Passage given:
__________________________________________________

Re: [Async-sig] await question

2018-12-10 Thread Pradip Caulagi
Thanks Nathaniel, Dima!

On Mon, Dec 10, 2018 at 7:45 PM Nathaniel Smith  wrote:
>
> Yeah, 'await' makes it *possible* for the function you're calling to return 
> control to the event loop, but returning is still an explicit action that the 
> function has to take.
>
> In asyncio, the only operation that actually returns control to the event 
> loop is awaiting a Future object.
>
> In Trio, we make a documented guarantee that all the async functions in the 
> 'trio' namespace do in fact return control to the event loop (we call this a 
> "checkpoint").
>
> In both cases, the effect is the same: if a function never actually awaits a 
> Future/calls one of Trio's built-in async functions, either directly or 
> indirectly, then it won't return to the event loop.

__________________________________________________

Exercises:
1. According to the mailing list message, what does Trio call its guarantee that every async function in the 'trio' namespace returns control to the event loop?
2. Transcribe everything in the records from the line containing "wall, outputting a bounding box per occurrence." down to the end of the records, keeping every line as it appears.
The mailing list message and the records come from separate sources.

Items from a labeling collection
__________________________________________________

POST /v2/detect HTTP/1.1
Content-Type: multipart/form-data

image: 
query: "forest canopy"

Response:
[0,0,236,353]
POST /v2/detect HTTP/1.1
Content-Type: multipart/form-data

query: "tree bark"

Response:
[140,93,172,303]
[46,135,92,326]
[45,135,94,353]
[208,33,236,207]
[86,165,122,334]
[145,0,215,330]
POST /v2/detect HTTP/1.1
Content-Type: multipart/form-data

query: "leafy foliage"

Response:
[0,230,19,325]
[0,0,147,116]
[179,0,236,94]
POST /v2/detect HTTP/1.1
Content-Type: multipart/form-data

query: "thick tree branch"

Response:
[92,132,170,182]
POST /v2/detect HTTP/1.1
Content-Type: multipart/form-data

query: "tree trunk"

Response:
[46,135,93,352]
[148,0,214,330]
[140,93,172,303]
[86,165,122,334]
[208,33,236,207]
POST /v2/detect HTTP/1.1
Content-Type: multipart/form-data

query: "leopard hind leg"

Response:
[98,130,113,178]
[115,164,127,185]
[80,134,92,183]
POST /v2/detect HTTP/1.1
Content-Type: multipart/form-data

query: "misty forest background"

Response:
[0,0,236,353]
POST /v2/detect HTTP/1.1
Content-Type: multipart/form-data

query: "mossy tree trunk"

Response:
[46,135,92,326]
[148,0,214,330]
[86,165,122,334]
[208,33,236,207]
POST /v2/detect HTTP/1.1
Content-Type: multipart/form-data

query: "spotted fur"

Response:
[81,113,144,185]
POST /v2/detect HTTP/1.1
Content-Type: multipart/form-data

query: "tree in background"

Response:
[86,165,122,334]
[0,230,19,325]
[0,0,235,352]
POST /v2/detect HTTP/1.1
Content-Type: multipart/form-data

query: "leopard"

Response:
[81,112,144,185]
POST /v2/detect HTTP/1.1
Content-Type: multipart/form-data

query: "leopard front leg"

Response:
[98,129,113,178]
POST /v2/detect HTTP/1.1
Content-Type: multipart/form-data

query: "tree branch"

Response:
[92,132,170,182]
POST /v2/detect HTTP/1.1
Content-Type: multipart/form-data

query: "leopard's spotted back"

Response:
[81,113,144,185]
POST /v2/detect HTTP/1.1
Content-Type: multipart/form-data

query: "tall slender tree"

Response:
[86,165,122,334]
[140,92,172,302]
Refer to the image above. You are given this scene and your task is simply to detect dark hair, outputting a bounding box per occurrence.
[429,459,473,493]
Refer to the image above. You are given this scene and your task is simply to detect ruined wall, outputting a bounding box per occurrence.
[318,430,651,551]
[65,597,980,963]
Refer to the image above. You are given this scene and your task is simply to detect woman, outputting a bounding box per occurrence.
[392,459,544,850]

__________________________________________________

Full solutions:
1. A "checkpoint."

2.
Refer to the image above. You are given this scene and your task is simply to detect ruined wall, outputting a bounding box per occurrence.
[318,430,651,551]
[65,597,980,963]
Refer to the image above. You are given this scene and your task is simply to detect woman, outputting a bounding box per occurrence.
[392,459,544,850]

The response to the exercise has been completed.